**Challenge 1:**
From the section headed "Getting the pieces in place" in the Scotland mountain bike post, list every town it names.
**Challenge 2:**
Pull out the passage of the Scotland mountain bike post that begins with the words "So the stage" and ends after "by Thomas Telford.", copying it word for word.

**Source passage:**
────────
Wednesday, 28 August 2013

Across Scotland by Mountain Bike - The Full Story: Days 1 and 2

The Plan
Hilary and I first talked about doing a Scottish coast to coast on mountain bike a year ago.  After only making the reserve list for the TGOC this year, the idea resurfaced and plans were made which had us arriving in Montrose around the end of the Challenge.  Then, with the extended winter we moved he start to mid-June to give us longer days and less chance of hitting any snow, in particular on the Corryairack Pass.  Then we altered the route to go through Glen Roy instead of over the Corryairack as this looked a more interesting way to go, with less climbing and avoiding the difficulties of traversing the washed out sections on the eastern side.  I've since learnt that these have been repaired as part of the on-going work to build a new power line through the Pass.

June arrived and the day before we were due to leave for Scotland, I had a bit of a health wobbly, which was aggravated by sitting in a car for long periods and made us think that just getting to the start might be difficult.  As it turned out, mountain biking seemed to be the thing with fixed the problem.

We rescheduled the ride to August, the peak time for midgies and the start of the shooting/stalking season but it was either that or leave it for another year.  We'd done too much planning and preparation to postpone it again.  We'd also told a lot of people that we were doing this, so we didn't have much choice.

Getting the pieces in place
Before we could start the ride, we had to sort out some logistics.  We needed to be in Fort William with the bikes and trailers whilst the car had to be in Montrose for our arrival.  We chose Corpach as the start of the crossing because it conveniently had a campsite and car hire place close together.  We drove there on the Thursday and hired a car the next day, driving both cars to Montrose, where we left my car and returned to Corpach in the hire car.  After more than 600 miles driving in two days we were anxious to get on the bikes and get pedalling.

Day 1: Corpach to Luib-Chonnal Bothy, Glen Roy (31 miles)

So the stage was set.   Everything was in place.  No more excuses, it was time to do this thing.

The Start - Corpach

We took the road out of Corpach towards Fort William and at Banavie picked up the towpath along the Caledonian Canal, riding up the wrong side of Neptune's Staircase, a flight of eight locks built by Thomas Telford.

Neptune's Staircase - just look at those clouds!

We found out we'd ridden up the wrong side when we came across a sign which said more or less just that.  So our first 'river crossing' challenge of the trip was to get across the top lock.

Caledonian Canal
At nine in the morning, we had the towpath virtually to ourselves - just a handful of people, a few boats and a couple of kayakers.  We stopped off to look at the Loy Sluices, where excess water is drained off into  the River Lochy.
────────
**Recorded data:**
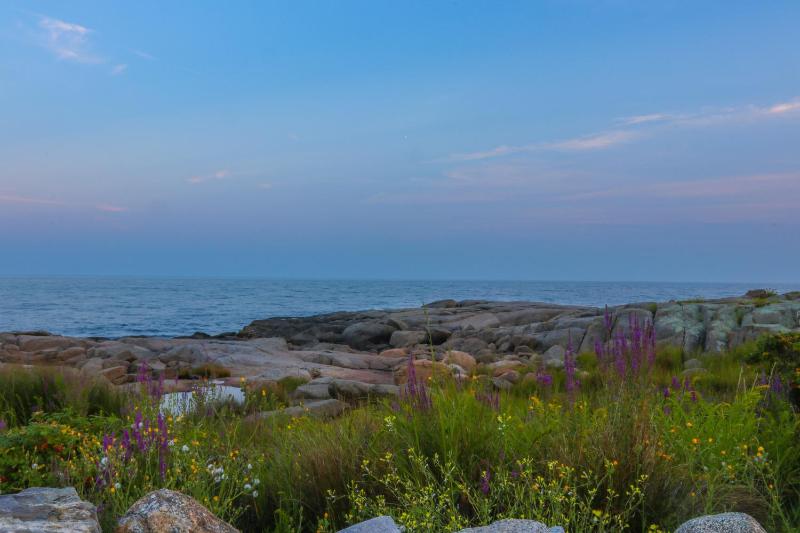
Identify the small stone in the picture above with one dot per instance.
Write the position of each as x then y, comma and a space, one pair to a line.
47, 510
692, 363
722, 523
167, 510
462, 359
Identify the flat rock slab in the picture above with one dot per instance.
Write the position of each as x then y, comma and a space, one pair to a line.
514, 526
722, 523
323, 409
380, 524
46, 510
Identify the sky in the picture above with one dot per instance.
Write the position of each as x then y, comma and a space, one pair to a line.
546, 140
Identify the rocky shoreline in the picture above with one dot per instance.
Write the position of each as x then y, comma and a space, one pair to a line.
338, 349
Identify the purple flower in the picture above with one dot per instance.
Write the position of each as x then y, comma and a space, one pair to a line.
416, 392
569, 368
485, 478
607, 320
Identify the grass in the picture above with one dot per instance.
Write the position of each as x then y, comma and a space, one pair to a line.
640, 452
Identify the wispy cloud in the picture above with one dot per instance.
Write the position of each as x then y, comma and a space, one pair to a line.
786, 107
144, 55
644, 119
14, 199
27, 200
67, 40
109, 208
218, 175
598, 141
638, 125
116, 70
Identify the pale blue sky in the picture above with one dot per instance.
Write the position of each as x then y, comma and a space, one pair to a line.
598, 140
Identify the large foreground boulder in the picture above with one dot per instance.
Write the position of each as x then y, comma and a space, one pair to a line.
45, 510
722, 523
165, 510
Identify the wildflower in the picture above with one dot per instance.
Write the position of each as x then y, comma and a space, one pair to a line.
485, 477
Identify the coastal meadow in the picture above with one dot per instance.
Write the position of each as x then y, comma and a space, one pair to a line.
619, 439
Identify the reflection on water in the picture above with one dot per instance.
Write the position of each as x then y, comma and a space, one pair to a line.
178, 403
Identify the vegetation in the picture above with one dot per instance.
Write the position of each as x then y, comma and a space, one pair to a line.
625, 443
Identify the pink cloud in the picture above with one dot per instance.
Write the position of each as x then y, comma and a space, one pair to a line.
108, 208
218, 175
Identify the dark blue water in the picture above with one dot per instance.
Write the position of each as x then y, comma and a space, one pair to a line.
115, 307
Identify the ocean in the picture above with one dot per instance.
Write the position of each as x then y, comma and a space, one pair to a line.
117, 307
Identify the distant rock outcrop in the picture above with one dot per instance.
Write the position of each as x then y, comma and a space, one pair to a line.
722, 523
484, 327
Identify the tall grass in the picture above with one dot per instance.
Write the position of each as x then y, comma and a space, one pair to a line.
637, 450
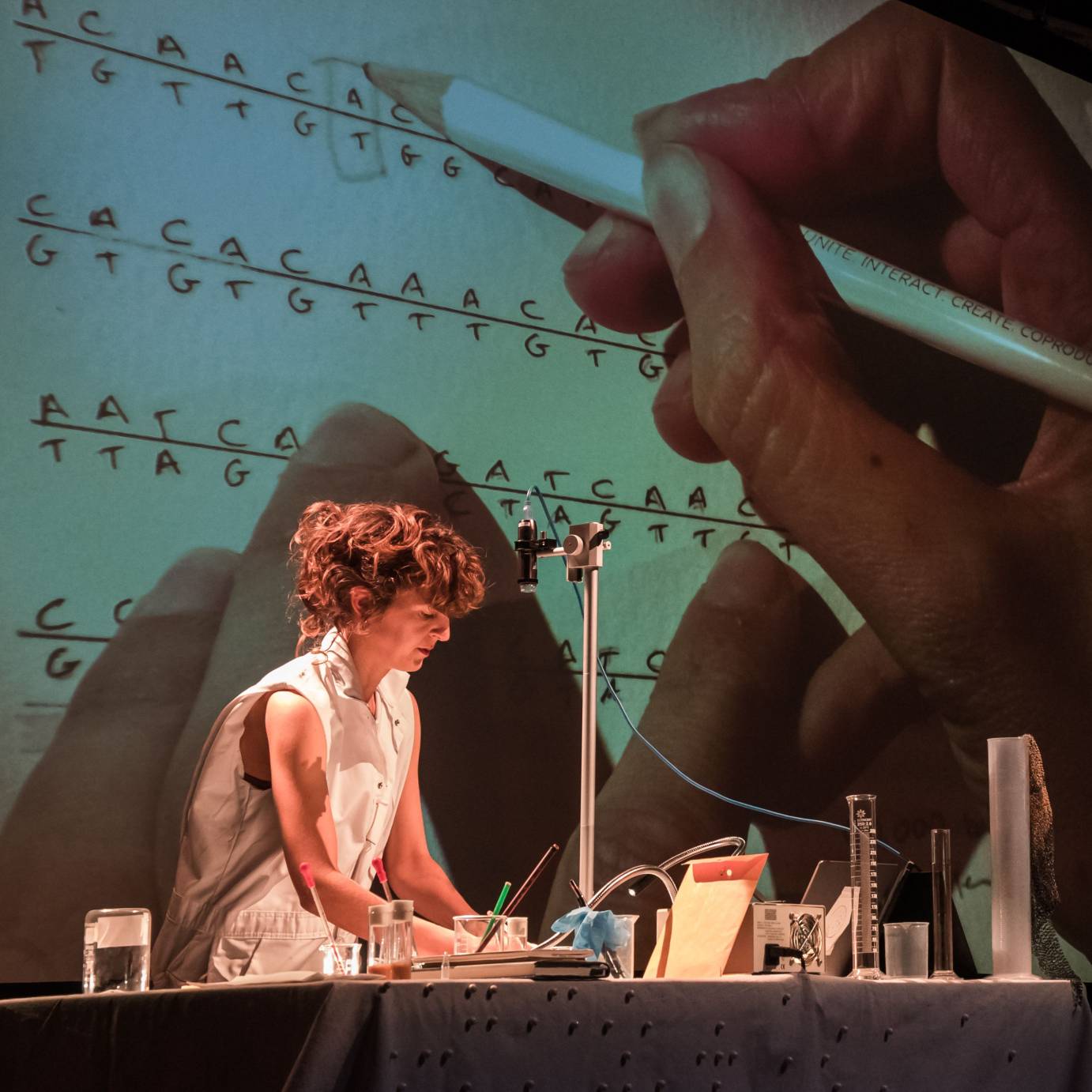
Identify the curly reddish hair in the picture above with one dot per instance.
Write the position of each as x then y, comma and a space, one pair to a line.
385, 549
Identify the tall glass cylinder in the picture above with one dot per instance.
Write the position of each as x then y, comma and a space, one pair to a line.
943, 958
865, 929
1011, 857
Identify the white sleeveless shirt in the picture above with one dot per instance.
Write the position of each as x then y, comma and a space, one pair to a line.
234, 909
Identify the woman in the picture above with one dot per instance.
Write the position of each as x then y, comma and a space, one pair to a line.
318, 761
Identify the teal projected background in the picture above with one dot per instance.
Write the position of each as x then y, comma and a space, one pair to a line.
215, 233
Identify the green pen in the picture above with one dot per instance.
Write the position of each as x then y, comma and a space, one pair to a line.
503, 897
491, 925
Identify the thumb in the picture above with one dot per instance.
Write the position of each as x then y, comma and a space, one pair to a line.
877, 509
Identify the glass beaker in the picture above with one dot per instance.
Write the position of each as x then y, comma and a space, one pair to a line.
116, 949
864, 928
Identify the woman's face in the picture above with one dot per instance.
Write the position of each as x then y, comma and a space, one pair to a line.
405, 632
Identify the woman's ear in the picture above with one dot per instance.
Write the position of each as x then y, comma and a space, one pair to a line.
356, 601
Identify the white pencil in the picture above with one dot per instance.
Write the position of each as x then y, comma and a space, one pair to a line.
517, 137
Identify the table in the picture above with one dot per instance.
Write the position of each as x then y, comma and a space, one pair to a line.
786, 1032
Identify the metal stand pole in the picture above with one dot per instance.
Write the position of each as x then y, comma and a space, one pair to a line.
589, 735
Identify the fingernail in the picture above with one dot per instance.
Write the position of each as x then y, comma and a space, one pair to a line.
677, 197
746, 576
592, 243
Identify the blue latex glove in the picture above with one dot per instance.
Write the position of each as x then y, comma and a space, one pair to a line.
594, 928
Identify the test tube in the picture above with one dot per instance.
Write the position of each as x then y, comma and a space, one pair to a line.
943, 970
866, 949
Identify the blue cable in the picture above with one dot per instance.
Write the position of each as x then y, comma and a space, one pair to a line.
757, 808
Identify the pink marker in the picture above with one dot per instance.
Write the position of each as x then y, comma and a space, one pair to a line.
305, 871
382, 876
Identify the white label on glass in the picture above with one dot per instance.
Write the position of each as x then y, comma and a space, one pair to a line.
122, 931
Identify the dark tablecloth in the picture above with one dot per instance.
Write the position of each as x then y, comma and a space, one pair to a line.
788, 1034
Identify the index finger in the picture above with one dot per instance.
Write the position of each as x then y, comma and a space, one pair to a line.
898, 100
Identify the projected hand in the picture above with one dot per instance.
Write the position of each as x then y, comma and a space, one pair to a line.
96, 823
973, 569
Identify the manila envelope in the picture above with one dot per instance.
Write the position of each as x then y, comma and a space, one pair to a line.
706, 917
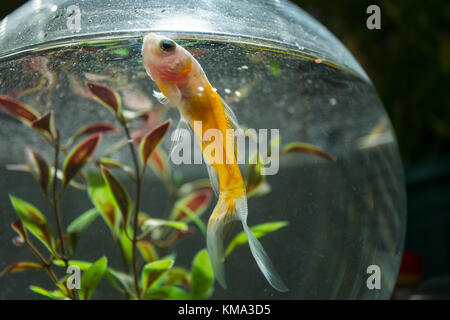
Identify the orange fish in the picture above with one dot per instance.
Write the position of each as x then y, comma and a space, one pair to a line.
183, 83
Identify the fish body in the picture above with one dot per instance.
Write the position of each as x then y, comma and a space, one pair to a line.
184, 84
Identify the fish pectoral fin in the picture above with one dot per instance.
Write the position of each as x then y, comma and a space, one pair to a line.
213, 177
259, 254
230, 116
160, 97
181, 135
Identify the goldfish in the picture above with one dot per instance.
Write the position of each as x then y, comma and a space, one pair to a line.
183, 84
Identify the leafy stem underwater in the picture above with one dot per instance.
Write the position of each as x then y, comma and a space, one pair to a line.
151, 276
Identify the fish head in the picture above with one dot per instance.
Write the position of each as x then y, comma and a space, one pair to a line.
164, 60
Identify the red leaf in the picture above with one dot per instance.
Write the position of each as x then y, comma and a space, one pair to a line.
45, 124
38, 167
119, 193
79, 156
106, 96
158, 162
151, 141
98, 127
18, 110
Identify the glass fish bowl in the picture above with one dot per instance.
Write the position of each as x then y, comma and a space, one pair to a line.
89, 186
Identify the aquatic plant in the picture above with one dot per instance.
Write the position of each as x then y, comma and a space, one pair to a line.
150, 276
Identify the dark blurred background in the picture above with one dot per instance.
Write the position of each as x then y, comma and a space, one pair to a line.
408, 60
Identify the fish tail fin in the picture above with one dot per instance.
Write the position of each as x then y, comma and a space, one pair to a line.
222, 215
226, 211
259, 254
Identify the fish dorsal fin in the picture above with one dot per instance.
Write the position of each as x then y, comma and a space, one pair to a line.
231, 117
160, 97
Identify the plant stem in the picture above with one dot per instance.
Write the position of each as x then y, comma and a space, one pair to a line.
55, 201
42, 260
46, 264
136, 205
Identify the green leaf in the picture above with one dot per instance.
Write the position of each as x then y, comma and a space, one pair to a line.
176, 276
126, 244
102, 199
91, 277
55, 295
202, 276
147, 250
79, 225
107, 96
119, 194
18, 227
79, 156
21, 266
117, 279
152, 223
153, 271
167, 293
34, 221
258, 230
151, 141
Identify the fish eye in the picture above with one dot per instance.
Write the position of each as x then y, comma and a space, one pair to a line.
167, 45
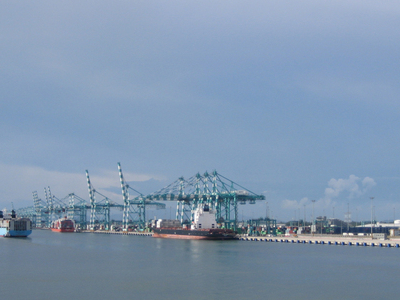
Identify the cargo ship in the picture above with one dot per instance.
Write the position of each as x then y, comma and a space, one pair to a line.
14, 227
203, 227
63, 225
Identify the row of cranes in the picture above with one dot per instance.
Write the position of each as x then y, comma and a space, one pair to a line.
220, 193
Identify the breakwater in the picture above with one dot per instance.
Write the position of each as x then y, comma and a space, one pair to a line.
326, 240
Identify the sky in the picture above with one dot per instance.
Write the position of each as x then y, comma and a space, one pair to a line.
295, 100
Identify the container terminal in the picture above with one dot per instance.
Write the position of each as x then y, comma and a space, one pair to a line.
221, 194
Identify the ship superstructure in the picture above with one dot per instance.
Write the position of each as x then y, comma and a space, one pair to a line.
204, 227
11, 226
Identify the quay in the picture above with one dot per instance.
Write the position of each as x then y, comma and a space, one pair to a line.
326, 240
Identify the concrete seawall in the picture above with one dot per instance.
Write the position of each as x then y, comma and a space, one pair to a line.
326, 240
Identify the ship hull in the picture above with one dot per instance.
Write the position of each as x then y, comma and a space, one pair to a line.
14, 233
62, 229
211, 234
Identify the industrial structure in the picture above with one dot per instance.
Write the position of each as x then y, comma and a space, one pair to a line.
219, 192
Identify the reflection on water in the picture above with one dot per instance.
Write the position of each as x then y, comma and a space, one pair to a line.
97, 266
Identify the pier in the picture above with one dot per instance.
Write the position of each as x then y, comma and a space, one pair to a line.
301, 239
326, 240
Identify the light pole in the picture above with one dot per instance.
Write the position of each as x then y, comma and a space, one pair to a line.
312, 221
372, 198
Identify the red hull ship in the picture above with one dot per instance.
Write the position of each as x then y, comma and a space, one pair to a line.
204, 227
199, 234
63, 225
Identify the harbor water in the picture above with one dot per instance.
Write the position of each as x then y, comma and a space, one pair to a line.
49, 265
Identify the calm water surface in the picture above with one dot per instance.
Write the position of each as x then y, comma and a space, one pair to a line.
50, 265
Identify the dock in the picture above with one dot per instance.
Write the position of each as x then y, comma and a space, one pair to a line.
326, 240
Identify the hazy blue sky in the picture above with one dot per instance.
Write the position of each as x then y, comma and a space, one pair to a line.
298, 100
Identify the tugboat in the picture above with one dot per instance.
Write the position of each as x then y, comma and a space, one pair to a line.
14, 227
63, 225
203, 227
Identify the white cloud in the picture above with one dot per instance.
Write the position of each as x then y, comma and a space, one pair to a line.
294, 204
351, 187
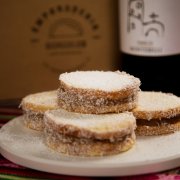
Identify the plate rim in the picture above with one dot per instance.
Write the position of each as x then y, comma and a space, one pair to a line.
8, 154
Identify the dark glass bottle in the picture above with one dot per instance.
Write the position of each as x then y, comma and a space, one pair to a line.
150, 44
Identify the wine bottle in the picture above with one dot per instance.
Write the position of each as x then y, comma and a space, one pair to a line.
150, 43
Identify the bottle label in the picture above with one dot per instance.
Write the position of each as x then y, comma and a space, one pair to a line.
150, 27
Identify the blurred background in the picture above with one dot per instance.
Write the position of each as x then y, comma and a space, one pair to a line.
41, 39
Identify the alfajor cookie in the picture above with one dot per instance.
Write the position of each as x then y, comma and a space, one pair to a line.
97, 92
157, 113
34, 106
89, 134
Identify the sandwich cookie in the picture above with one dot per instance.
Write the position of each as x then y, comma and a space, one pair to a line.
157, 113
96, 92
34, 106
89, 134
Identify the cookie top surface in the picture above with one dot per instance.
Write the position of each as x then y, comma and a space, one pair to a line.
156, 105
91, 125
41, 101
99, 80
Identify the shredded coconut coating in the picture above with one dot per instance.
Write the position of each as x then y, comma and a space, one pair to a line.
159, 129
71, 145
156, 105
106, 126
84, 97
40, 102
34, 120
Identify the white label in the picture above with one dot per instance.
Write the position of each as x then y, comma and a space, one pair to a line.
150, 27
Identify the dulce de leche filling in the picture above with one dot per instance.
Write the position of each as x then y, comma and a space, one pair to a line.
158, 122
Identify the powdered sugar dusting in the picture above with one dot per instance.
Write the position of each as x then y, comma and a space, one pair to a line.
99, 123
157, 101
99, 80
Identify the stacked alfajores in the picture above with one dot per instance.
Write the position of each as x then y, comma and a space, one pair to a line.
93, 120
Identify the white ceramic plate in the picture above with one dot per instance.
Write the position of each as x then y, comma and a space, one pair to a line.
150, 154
────────
**Problem solution 1:**
- Fort William
- Montrose
- Corpach

**Problem solution 2:**
So the stage was set.   Everything was in place.  No more excuses, it was time to do this thing.

The Start - Corpach

We took the road out of Corpach towards Fort William and at Banavie picked up the towpath along the Caledonian Canal, riding up the wrong side of Neptune's Staircase, a flight of eight locks built by Thomas Telford.